#### Text passage:
That afternoon, Boyce’s phone rang. It was Leland B. Harless’ son, Jack.

Boyce said: “He told me a story about how his dad’s duffel bag never came back from the war. I said, Well, for sure, these tags are yours.’”

Jack Harless didn’t tell his sister Betty about the dog tags. He was days from making his annual trip to Clarksburg for Thanksgiving dinner and he decided to make the tags a surprise.

Rob Boyce had offered to meet Harless in Clarksburg, so Jack gave Boyce Lilly’s phone number and an approximate time to call.

But Harless was late.

“Jack didn’t tell me anything,” Lilly said. “All he would say was, Betty, I’ve got a surprise for you.’ Well, my brother is a big jokester and I thought, what is he gonna do?”

Betty’s birthday was getting close. She’d played a trick on Jack on his 50th birthday and it suddenly occurred to her that perhaps this was the year he’d decided to reciprocate. “So I thought, oh no, he’s gonna do something.”

Of course, as it turned out, it was a different sort of surprise.

Harless was delayed getting to Clarksburg, so he hadn’t arrived yet when the telephone rang.

“Rob called,” Lilly said.

Boyce asked for Jack. Lilly said he wasn’t there.

Then Rob Boyce said: “Well, I wanted to make arrangements to get the dog tags to him.”

“I said, What? What are you talking about?’ And he told me he had found Daddy’s dog tags. And I started crying. I did, I just started boo-hooing because it was ... Because it was ...”

Even today Betty Lilly is filled with emotion when she thinks about that day and its connection with the past.

“Daddy had said it was so disorganized that day they left Germany,” she said. “He was so lucky. He was in the infantry. He was on the front line. His best friend, his buddy they called them their buddy I have a picture of him. Daddy called him Harbert because everybody called each other by their last name.

“We found out this Harbert lived in Rutherford, which is just a half hour from here. We went over and visited with him and, oh my goodness! You should have seen their joy. They talked and they talked and they talked. It was so nice.

“Harbert has since died. And, of course, Daddy died in ’81.”

Lilly said Leland B. Harless died at 68 from black lung and emphysema he got from his years in the coal mines before he was drafted and from circulation problems. After the war, he’d been a salesman and a police officer.

Lilly said her mother, Violet Harless, died less than a year before her husband’s dog tags came back to them.

#### Supplied data:

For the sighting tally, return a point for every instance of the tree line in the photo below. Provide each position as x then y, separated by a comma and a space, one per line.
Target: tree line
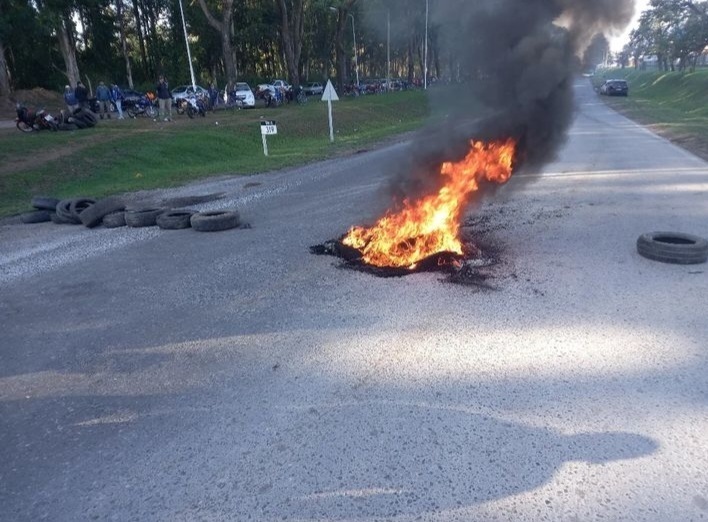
675, 32
49, 43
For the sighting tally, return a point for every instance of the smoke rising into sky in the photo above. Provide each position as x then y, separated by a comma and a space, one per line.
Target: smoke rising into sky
517, 60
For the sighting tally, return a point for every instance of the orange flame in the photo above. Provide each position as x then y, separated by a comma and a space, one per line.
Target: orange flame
432, 224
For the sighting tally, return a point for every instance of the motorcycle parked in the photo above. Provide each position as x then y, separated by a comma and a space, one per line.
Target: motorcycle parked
195, 105
28, 121
145, 106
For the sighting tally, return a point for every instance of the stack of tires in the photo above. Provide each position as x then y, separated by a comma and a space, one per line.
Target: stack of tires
111, 212
79, 119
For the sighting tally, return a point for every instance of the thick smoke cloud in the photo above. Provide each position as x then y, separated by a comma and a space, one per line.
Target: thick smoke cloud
518, 60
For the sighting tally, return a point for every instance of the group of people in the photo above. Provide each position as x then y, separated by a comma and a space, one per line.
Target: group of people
78, 98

#### What the task requires:
List every person identified by name in the text about the returned dog tags.

#### Answer section:
Rob Boyce
Leland B. Harless
Jack Harless
Betty Lilly
Harbert
Violet Harless